--- Exercise instructions ---
According to the Vulkan rendering and presentation tutorial, what are the two kinds of semaphores in Vulkan?

--- Text extract ---
----------------------------------------
Rendering and presentation - Vulkan Tutorial

Outline of a frame
Synchronization
Creating the synchronization objects
Waiting for the previous frame
Acquiring an image from the swap chain
Recording the command buffer
Submitting the command buffer
Subpass dependencies
Presentation
Conclusion

This is the chapter where everything is going to come together. We're going to write the drawFrame function that will be called from the main loop to put the triangle on the screen. Let's start by creating the function and call it from mainLoop:

void mainLoop() {
    while (!glfwWindowShouldClose(window)) {
        glfwPollEvents();
        drawFrame();
    }
}

...

void drawFrame() {

}

Outline of a frame

At a high level, rendering a frame in Vulkan consists of a common set of steps:

Wait for the previous frame to finish
Acquire an image from the swap chain
Record a command buffer which draws the scene onto that image
Submit the recorded command buffer
Present the swap chain image

While we will expand the drawing function in later chapters, for now this is the core of our render loop.

Synchronization

A core design philosophy in Vulkan is that synchronization of execution on the GPU is explicit. The order of operations is up to us to define using various synchronization primitives which tell the driver the order we want things to run in. This means that many Vulkan API calls which start executing work on the GPU are asynchronous, the functions will return before the operation has finished.

In this chapter there are a number of events that we need to order explicitly because they happen on the GPU, such as:

Acquire an image from the swap chain
Execute commands that draw onto the acquired image
Present that image to the screen for presentation, returning it to the swapchain

Each of these events is set in motion using a single function call, but are all executed asynchronously. The function calls will return before the operations are actually finished and the order of execution is also undefined. That is unfortunate, because each of the operations depends on the previous one finishing. Thus we need to explore which primitives we can use to achieve the desired ordering.

Semaphores

A semaphore is used to add order between queue operations. Queue operations refer to the work we submit to a queue, either in a command buffer or from within a function as we will see later. Examples of queues are the graphics queue and the presentation queue. Semaphores are used both to order work inside the same queue and between different queues.

There happens to be two kinds of semaphores in Vulkan, binary and timeline. Because only binary semaphores will be used in this tutorial, we will not discuss timeline semaphores. Further mention of the term semaphore exclusively refers to binary semaphores.
----------------------------------------
--- Given entries ---
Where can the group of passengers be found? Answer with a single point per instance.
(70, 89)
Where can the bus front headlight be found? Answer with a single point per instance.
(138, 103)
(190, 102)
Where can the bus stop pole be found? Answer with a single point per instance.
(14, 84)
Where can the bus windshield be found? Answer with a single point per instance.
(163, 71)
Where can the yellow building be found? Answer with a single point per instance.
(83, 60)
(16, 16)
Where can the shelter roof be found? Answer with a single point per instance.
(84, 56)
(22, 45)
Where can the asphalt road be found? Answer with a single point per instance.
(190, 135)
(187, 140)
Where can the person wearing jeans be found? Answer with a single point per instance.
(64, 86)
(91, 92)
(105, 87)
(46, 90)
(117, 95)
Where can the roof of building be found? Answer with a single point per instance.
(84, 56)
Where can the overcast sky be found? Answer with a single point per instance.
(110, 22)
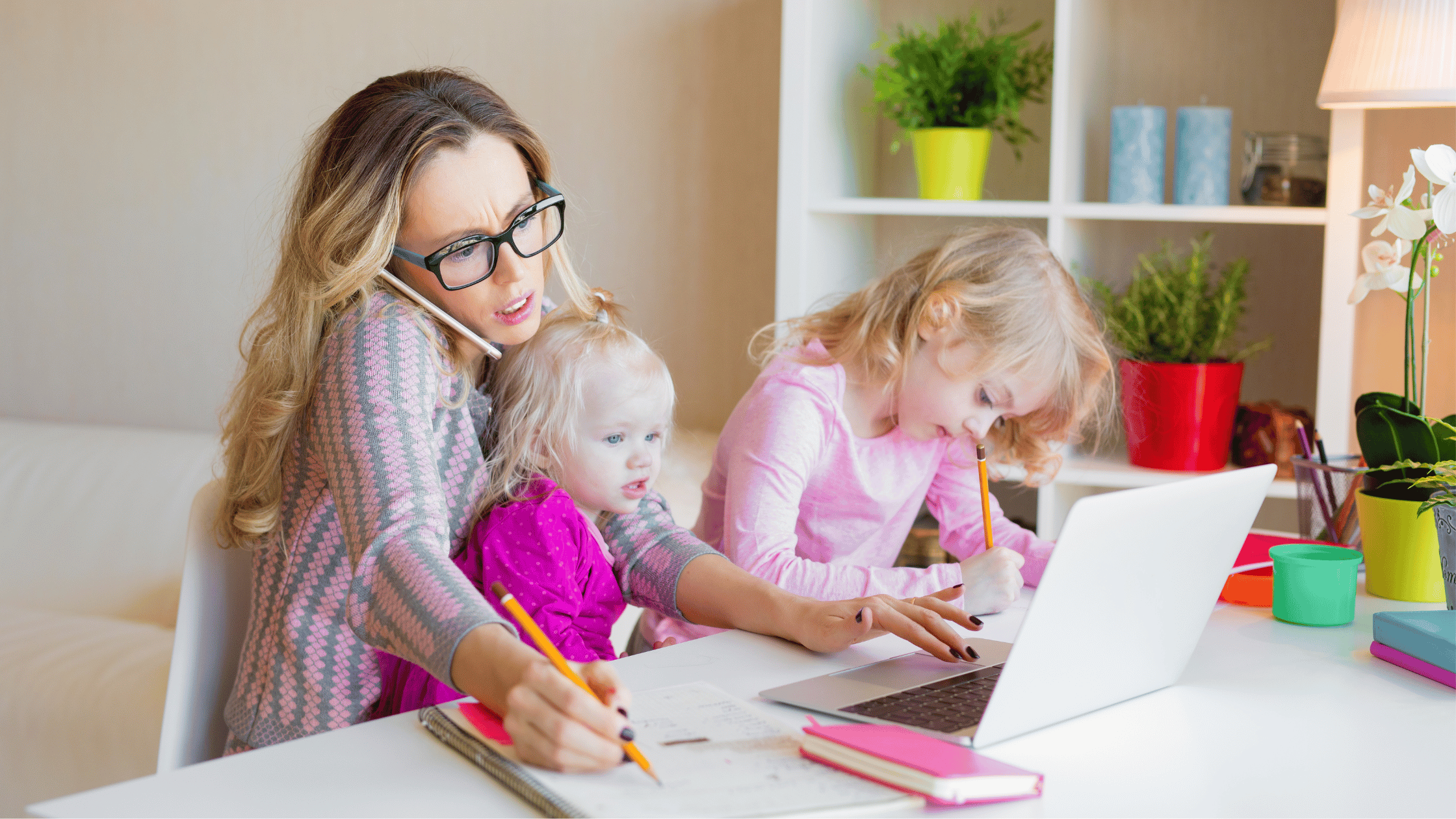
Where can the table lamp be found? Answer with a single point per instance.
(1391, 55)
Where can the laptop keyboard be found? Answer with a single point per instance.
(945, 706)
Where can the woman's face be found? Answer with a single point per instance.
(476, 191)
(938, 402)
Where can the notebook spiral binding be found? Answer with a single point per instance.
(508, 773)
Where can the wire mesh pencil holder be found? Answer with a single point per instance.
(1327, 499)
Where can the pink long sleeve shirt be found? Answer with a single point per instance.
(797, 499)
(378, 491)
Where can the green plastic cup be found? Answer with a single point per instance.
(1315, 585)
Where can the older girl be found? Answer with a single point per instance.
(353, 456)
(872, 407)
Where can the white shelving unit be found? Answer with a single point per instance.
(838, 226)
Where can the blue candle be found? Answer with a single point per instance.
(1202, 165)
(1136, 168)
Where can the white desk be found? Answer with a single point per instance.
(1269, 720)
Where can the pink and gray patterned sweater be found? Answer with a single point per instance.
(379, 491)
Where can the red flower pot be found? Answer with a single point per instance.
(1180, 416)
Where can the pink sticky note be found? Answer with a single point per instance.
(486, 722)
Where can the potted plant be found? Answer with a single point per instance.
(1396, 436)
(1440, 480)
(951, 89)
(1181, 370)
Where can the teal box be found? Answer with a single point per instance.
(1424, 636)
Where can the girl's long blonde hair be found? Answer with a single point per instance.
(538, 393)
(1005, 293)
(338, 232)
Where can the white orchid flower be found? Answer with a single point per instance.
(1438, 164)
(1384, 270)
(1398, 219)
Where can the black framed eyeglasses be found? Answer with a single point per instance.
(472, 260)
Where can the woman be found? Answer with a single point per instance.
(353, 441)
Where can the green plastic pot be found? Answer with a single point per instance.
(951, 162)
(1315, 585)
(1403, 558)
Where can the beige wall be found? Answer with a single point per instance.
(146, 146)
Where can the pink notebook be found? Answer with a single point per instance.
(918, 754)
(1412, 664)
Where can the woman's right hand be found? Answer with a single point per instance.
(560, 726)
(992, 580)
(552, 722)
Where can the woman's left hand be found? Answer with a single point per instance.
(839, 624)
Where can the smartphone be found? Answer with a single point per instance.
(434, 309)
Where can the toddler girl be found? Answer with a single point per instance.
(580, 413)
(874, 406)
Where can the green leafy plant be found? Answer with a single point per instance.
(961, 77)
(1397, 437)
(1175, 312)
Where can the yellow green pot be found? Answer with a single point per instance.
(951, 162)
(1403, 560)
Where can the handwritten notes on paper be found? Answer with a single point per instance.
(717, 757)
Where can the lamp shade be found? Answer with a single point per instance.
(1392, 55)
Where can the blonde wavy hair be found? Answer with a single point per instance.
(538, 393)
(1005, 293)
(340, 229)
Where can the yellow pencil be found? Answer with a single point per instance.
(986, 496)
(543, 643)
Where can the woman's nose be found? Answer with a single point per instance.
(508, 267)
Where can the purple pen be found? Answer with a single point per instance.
----------------------------------------
--- Exercise output ---
Binary and timeline.